Given text section start
Fruit knife from the Furber service, Gorham Manufacturing Company, 1879. Silver, gilt silver; length 6 3⁄4 inches. Gorham Collection, gift of Textron Inc.

One historic ornament that Banas recently added to the collection is a gold brooch with matching earrings that incorporate brilliant green beetle shells. Insects were frequently the subject of jewelry beginning in the middle of the nineteenth century in Europe and elsewhere, and beetles were of particular interest. The ancient Egyptians believed that the daily rising and setting of the sun was mirrored in the work of beetles, who rolled tiny balls of dung away for consumption or to use as repositories for their eggs. For this reason, the beetle became a symbol of the eternal circle of life, and, by extension, a signifier of protection and good fortune that still survives in Egyptian ornaments, funerary art, and amulets. As budding naturalists and specimen collectors, and armchair students of ancient civilizations, Victorians saw to it that the beetle became one of the most popular insects to appear in jewelry, design, and fashion of that era.

Along with such thoughtful acquisitions, Banas has commissioned jewelry from several artists, mostly graduates of the school’s department of jewelry and metalsmithing, to create original works informed by the museum’s wide-ranging collections. The results are exhilarating, fascinating, and quite beautiful.

The wings of honeybees are the subject and substance of the Bee Wing Lace neckpiece made by Luci Jockel. The bees lived in hives on school property and many had died of natural causes during the 2019–2020 winter. Jockel used their wings to create a form of modern mourning jewelry that honors the lives of these tiny, overlooked creatures who do so much for humanity.

Portrait of a Young Girl by Cornelis de Vos (1584–1667), c. 1633–1635. Oil on canvas, 47 3⁄4 by 32 inches. Gift of Manton B. Metcalf.

For inspiration, Jockel turned to examples of lace in the museum’s collection, such as the delicate collars fashioned in Flanders or Italy that appear in Dutch portraits of the seventeenth and eighteenth centuries. Jockel’s completed necklace has a Federal flair with its elliptical shape and large bow, and uses only glue to create links between the bee wings. The incomprehensible delicacy of the neckpiece is a reminder that the bee population is a fragile one, struggling to survive in the face of pesticide use and climate change.
Given text section end
[Questions]
a - Reproduce the museum jewelry text verbatim from "For inspiration, Jockel" to "and climate change.".
b - Write the next part of the museum jewelry text, picking up after its final sentence.
The listing that comes next is drawn from a separate source.
Excerpted data section start
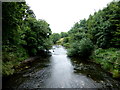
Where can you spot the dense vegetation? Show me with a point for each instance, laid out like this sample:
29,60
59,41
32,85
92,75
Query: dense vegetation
98,38
23,35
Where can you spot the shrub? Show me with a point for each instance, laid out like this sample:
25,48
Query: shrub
109,60
82,48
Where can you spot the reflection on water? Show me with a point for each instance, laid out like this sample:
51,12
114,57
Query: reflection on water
63,72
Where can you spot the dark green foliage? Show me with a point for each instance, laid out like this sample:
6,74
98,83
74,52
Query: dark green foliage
63,34
37,36
109,60
55,37
82,48
23,35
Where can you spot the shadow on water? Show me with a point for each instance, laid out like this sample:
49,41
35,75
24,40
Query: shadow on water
94,71
59,71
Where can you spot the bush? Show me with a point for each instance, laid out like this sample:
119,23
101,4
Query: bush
82,48
109,60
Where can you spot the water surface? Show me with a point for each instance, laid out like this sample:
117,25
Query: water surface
59,71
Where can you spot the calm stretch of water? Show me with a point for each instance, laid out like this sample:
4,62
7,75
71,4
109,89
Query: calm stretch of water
59,71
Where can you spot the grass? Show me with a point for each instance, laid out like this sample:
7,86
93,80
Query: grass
109,59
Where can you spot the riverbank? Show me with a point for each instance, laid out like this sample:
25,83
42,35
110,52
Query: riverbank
60,71
15,66
109,59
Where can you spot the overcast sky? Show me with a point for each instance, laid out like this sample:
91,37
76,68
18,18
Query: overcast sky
62,14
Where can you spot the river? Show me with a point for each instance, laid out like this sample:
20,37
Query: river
59,71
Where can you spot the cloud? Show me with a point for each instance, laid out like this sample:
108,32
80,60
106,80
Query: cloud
62,14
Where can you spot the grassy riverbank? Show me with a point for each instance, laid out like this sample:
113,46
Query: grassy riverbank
109,59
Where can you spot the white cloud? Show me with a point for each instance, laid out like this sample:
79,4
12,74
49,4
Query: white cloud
62,14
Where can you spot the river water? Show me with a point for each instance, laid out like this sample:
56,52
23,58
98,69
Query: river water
59,71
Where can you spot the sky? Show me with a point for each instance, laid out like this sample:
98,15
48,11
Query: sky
63,14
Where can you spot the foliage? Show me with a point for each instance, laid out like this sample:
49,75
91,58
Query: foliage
82,48
23,35
109,60
55,37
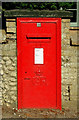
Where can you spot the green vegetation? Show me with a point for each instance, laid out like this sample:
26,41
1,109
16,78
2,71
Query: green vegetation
38,5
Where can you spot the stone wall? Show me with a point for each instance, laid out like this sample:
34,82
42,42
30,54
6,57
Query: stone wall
9,66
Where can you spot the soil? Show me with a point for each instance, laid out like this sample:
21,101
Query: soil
8,112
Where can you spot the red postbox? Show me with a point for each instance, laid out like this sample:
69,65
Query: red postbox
39,62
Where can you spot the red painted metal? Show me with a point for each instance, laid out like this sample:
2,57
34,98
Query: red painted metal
39,81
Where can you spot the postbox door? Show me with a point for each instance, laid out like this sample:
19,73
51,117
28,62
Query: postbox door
37,64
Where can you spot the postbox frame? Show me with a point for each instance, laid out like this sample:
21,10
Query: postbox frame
58,58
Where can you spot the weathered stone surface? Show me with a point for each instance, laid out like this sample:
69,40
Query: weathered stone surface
2,36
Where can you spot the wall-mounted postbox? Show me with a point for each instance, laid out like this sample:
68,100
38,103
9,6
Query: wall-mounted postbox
39,62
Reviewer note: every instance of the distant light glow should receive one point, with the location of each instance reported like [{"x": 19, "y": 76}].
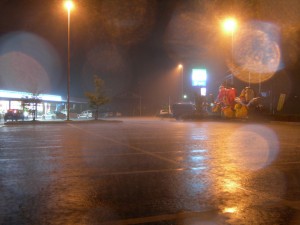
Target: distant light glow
[
  {"x": 257, "y": 53},
  {"x": 69, "y": 5},
  {"x": 230, "y": 210},
  {"x": 199, "y": 77},
  {"x": 230, "y": 25},
  {"x": 203, "y": 91}
]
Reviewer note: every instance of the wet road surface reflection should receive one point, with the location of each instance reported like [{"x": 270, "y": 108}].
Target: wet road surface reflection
[{"x": 150, "y": 171}]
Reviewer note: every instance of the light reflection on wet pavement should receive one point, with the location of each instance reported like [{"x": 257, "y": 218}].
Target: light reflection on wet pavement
[{"x": 150, "y": 171}]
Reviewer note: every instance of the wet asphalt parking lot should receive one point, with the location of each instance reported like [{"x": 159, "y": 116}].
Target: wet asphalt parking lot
[{"x": 150, "y": 171}]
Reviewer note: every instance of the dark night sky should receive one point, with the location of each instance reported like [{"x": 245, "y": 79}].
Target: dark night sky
[{"x": 136, "y": 45}]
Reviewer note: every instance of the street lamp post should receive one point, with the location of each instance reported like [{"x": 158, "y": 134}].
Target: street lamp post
[
  {"x": 180, "y": 66},
  {"x": 69, "y": 5}
]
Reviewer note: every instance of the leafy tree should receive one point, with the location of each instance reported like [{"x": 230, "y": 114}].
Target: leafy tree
[{"x": 98, "y": 97}]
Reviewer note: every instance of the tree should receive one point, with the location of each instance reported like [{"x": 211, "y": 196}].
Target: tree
[
  {"x": 98, "y": 97},
  {"x": 30, "y": 104}
]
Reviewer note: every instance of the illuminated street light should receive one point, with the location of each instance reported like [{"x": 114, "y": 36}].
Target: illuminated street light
[
  {"x": 180, "y": 66},
  {"x": 229, "y": 26},
  {"x": 69, "y": 6}
]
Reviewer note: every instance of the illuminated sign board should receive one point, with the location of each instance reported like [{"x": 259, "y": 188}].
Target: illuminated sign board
[{"x": 199, "y": 77}]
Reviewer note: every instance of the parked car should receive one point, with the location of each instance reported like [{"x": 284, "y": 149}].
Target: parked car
[
  {"x": 86, "y": 114},
  {"x": 52, "y": 115},
  {"x": 14, "y": 114},
  {"x": 183, "y": 110}
]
Excerpted data section end
[Answers for the exercise]
a -
For inspiration, Jockel turned to examples of lace in the museum’s collection, such as the delicate collars fashioned in Flanders or Italy that appear in Dutch portraits of the seventeenth and eighteenth centuries. Jockel’s completed necklace has a Federal flair with its elliptical shape and large bow, and uses only glue to create links between the bee wings. The incomprehensible delicacy of the neckpiece is a reminder that the bee population is a fragile one, struggling to survive in the face of pesticide use and climate change.

b -
Another commission was for a necklace and matching pair of earrings by Valerie James. The ornaments are a meditation on and homage to the Providence silver industry and its talented engravers. Using the museum’s highly regarded collection of Gorham silver, James created earrings shaped like the blades of Gorham fruit knives, and a scallop-edged necklace drawn from the many contours of platters and trays produced by the company. The diamond flash of the bright-cut, hand-engraved decoration of the necklace, which was assembled from fragments of shiny metal and is further enlivened with the occasional gilded surface, acknowledges a clear debt to the past while remaining attractive for a modern audience.

A final commission brought unlikely materials together to scintillating effect. In preparation for a forthcoming exhibition on historic wallpapers at the museum, Banas invited Mallory Weston to interpret the vast and lavish prints that will be on display in a work of her own design. Weston creates large-scale wearable jewelry that combines lightweight, anodized titanium in vivid colors with textile techniques for securing those elements to a flexible substrate, such as leather. During the pandemic, Weston created jewelry in the form of large leaves to acknowledge the popularity of houseplants as a means of coping with confinement during this stressful period. Finding similar inspiration in the lush and richly colored wallpapers ear-marked for the exhibition, she selected images of flowers and leaves from the papers and recombined them into a new composition on anodized titanium in a colorful, flexible neckpiece.

Curators and artists, along with the author, are finding that introducing a bit of the old world to the new has yielded impressive results. Here’s to future commissions!

 Romantic Subjects necklace by Mallory Weston (1986–), 2023. Anodized titanium, leather, cotton. Helen M. Danforth Acquisition Fund.